Set exercise:
Edit the lines below by replacing "separate parts" with "disjoint pieces" everywhere and leaving everything else unchanged. Omit the pictures from your output.

Segmentation dataset lines
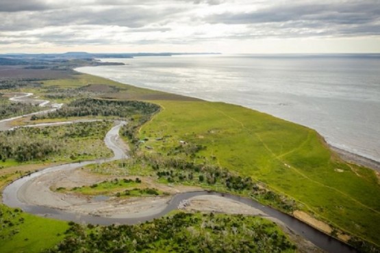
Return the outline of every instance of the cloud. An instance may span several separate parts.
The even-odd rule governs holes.
[[[251,12],[225,12],[205,18],[212,24],[249,25],[268,30],[288,30],[291,34],[377,35],[380,31],[380,5],[376,1],[343,3],[301,3],[274,5]],[[325,32],[321,32],[321,29]],[[313,31],[314,30],[314,32]],[[279,33],[281,34],[281,33]],[[283,33],[286,34],[286,33]]]
[[[1,0],[2,44],[197,44],[380,35],[377,0]]]

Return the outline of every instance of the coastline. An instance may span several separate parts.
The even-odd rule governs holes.
[[[348,163],[367,167],[376,171],[377,173],[380,172],[380,162],[344,150],[334,146],[329,145],[329,148],[335,152],[340,159]]]
[[[123,83],[123,82],[121,82],[121,81],[117,81],[117,80],[115,80],[115,79],[113,79],[101,76],[101,75],[94,75],[94,74],[89,74],[89,73],[86,72],[81,72],[79,70],[78,70],[78,68],[81,68],[81,67],[75,68],[73,69],[73,70],[76,71],[79,73],[81,73],[81,74],[97,76],[97,77],[101,77],[101,78],[108,79],[108,80],[112,81],[116,81],[116,82],[118,82],[118,83],[123,83],[123,84],[125,84],[125,85],[127,85],[134,86],[134,87],[139,88],[142,88],[142,89],[149,89],[149,90],[154,90],[154,91],[159,92],[164,92],[164,93],[167,93],[167,94],[174,94],[175,95],[181,96],[183,96],[183,97],[188,97],[189,98],[194,98],[194,99],[197,99],[197,100],[203,100],[203,101],[205,101],[213,102],[212,101],[207,101],[206,99],[199,98],[197,98],[197,97],[192,97],[192,96],[184,96],[184,95],[182,95],[182,94],[169,92],[166,92],[166,91],[164,91],[164,90],[155,90],[155,89],[153,89],[153,88],[144,88],[144,87],[140,87],[138,85],[136,85],[136,84],[130,84],[130,83]],[[247,108],[247,109],[251,109],[251,110],[257,111],[259,111],[259,112],[262,112],[262,113],[264,113],[264,114],[270,115],[273,117],[278,118],[280,118],[280,119],[281,119],[283,120],[285,120],[285,121],[289,121],[289,122],[291,122],[292,123],[294,123],[294,124],[303,125],[303,126],[304,126],[307,128],[309,128],[309,129],[316,131],[318,133],[318,134],[321,135],[320,133],[319,133],[319,132],[317,130],[313,129],[312,127],[310,127],[310,126],[305,126],[303,124],[299,124],[299,123],[297,123],[297,122],[292,122],[292,121],[282,118],[281,117],[274,116],[273,114],[268,114],[268,113],[266,113],[266,112],[259,111],[257,109],[253,109],[253,108],[248,107],[246,106],[244,106],[244,105],[238,105],[238,104],[233,104],[233,103],[223,102],[223,101],[221,101],[221,102],[225,103],[227,104],[242,106],[243,107]],[[321,135],[321,136],[325,139],[325,137],[323,137],[323,135]],[[380,172],[380,161],[378,161],[374,160],[372,159],[364,157],[364,156],[361,155],[359,154],[354,153],[354,152],[350,152],[350,151],[342,149],[342,148],[338,148],[337,146],[333,146],[331,144],[329,144],[327,142],[326,142],[325,139],[324,141],[326,142],[329,148],[330,148],[333,152],[335,152],[339,156],[339,157],[340,159],[342,159],[342,160],[344,160],[346,162],[349,162],[350,163],[354,163],[354,164],[356,164],[356,165],[358,165],[368,167],[368,168],[372,169],[372,170],[375,170],[377,172]]]

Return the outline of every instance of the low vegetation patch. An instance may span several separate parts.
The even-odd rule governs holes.
[[[294,252],[272,222],[259,217],[179,212],[135,226],[71,224],[46,252]]]
[[[95,98],[81,98],[64,105],[47,115],[34,116],[32,120],[83,116],[117,116],[129,118],[134,115],[149,116],[157,111],[156,105],[140,101],[121,101]]]
[[[103,139],[111,126],[110,122],[99,121],[0,132],[0,166],[8,159],[21,163],[110,156]]]
[[[11,102],[0,93],[0,120],[31,114],[41,109],[38,105]]]
[[[140,129],[136,152],[153,157],[149,163],[157,176],[175,182],[192,176],[226,185],[228,176],[221,176],[227,170],[268,189],[266,203],[273,200],[279,207],[275,204],[279,199],[294,200],[297,209],[333,228],[380,244],[380,224],[374,222],[380,221],[375,173],[340,161],[314,131],[224,103],[159,103],[164,109]],[[177,162],[179,170],[173,170]],[[199,170],[201,178],[194,165],[204,170]],[[222,171],[213,172],[215,168]]]

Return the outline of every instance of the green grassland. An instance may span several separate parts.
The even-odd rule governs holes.
[[[318,133],[240,106],[155,101],[163,109],[140,131],[167,155],[180,141],[204,148],[194,162],[214,163],[301,203],[335,227],[380,244],[380,187],[369,169],[347,164]],[[162,136],[165,142],[157,141]]]
[[[0,204],[0,252],[37,253],[61,241],[67,222],[25,213]]]

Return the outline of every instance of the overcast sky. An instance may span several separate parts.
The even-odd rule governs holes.
[[[0,53],[380,53],[380,0],[0,0]]]

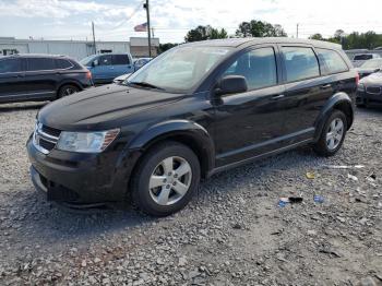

Complete output:
Return the outline of every instance of the cloud. An instance may span several disjoint pieces.
The even-odd rule governs holes.
[[[251,12],[225,12],[205,18],[212,24],[249,25],[268,30],[288,30],[291,34],[377,35],[380,31],[380,5],[376,1],[343,3],[301,3],[274,5]],[[325,32],[321,32],[321,29]],[[313,31],[314,30],[314,32]],[[279,33],[281,34],[281,33]],[[283,33],[286,34],[286,33]]]
[[[1,0],[2,44],[197,44],[380,35],[377,0]]]

Return the outline of every instance of the coastline. An instance may span several disjoint pieces.
The even-odd rule governs holes.
[[[348,163],[367,167],[376,171],[377,173],[380,172],[380,162],[344,150],[334,146],[329,145],[329,148],[335,152],[340,159]]]
[[[123,83],[123,82],[121,82],[121,81],[117,81],[117,80],[115,80],[115,79],[113,79],[101,76],[101,75],[94,75],[94,74],[89,74],[89,73],[86,72],[81,72],[79,70],[78,70],[78,68],[81,68],[81,67],[75,68],[73,69],[73,70],[76,71],[79,73],[81,73],[81,74],[97,76],[97,77],[101,77],[101,78],[108,79],[108,80],[112,81],[116,81],[116,82],[118,82],[118,83],[123,83],[123,84],[125,84],[125,85],[127,85],[134,86],[134,87],[139,88],[142,88],[142,89],[149,89],[149,90],[154,90],[154,91],[159,92],[164,92],[164,93],[167,93],[167,94],[174,94],[175,95],[181,96],[183,96],[183,97],[188,97],[189,98],[194,98],[194,99],[197,99],[197,100],[203,100],[203,101],[205,101],[213,102],[212,101],[207,101],[206,99],[199,98],[197,98],[197,97],[192,97],[192,96],[184,96],[184,95],[182,95],[182,94],[169,92],[166,92],[166,91],[164,91],[164,90],[155,90],[155,89],[153,89],[153,88],[144,88],[144,87],[140,87],[138,85],[136,85],[136,84],[130,84],[130,83]],[[247,108],[247,109],[251,109],[251,110],[257,111],[259,111],[259,112],[262,112],[262,113],[264,113],[264,114],[270,115],[273,117],[278,118],[280,118],[280,119],[281,119],[283,120],[285,120],[285,121],[289,121],[289,122],[291,122],[292,123],[294,123],[294,124],[303,125],[303,126],[304,126],[307,128],[309,128],[309,129],[316,131],[318,133],[318,134],[321,135],[320,133],[319,133],[319,132],[317,130],[313,129],[312,127],[310,127],[310,126],[305,126],[303,124],[299,124],[299,123],[297,123],[297,122],[292,122],[292,121],[282,118],[281,117],[274,116],[273,114],[268,114],[268,113],[266,113],[266,112],[259,111],[257,109],[253,109],[253,108],[248,107],[246,106],[244,106],[244,105],[238,105],[238,104],[233,104],[233,103],[223,102],[223,101],[221,101],[221,102],[225,103],[227,104],[242,106],[243,107]],[[321,135],[321,136],[325,139],[325,137],[323,137],[323,135]],[[380,172],[380,161],[378,161],[374,160],[372,159],[364,157],[364,156],[361,155],[359,154],[354,153],[354,152],[350,152],[350,151],[342,149],[342,148],[338,148],[337,146],[333,146],[331,144],[329,144],[327,142],[326,142],[325,139],[324,141],[326,142],[329,148],[330,148],[333,152],[335,152],[339,156],[339,157],[340,159],[342,159],[342,160],[344,160],[346,162],[349,162],[350,163],[354,163],[354,164],[356,164],[356,165],[358,165],[368,167],[368,168],[372,169],[372,170],[375,170],[377,172]]]

Return the outline of every instance of the low vegetation patch. An instance may span several disjoint pieces.
The even-odd rule governs holes.
[[[294,252],[272,222],[259,217],[179,212],[135,226],[71,224],[46,252]]]
[[[95,98],[81,98],[64,105],[47,115],[34,116],[32,120],[83,116],[117,116],[129,118],[134,115],[149,116],[157,111],[156,105],[140,101],[121,101]]]
[[[103,139],[111,126],[110,122],[99,121],[0,132],[0,166],[8,159],[21,163],[110,156]]]
[[[11,102],[0,93],[0,120],[31,114],[41,109],[38,105]]]
[[[140,129],[136,152],[153,157],[149,163],[157,176],[175,182],[192,176],[226,185],[228,176],[221,176],[227,170],[268,189],[266,203],[273,200],[279,207],[275,204],[279,199],[294,200],[297,209],[333,228],[380,244],[380,224],[374,222],[380,221],[375,173],[340,161],[314,131],[224,103],[159,103],[164,109]],[[177,162],[179,170],[173,170]],[[199,170],[201,178],[194,165],[204,170]],[[222,171],[213,172],[215,168]]]

Return the outline of every instance of the green grassland. An instance may span several disjoint pieces.
The even-odd rule governs holes.
[[[318,133],[240,106],[155,101],[163,109],[140,131],[167,155],[180,141],[204,148],[194,162],[214,163],[301,203],[335,227],[380,244],[380,187],[369,169],[347,164]],[[162,136],[165,142],[157,141]]]
[[[0,204],[0,252],[37,253],[61,241],[67,222],[25,213]]]

Return the outline of every instance of the overcast sky. An instance may span several disjoint pieces.
The even-odd rule governs holes.
[[[0,53],[380,53],[380,0],[0,0]]]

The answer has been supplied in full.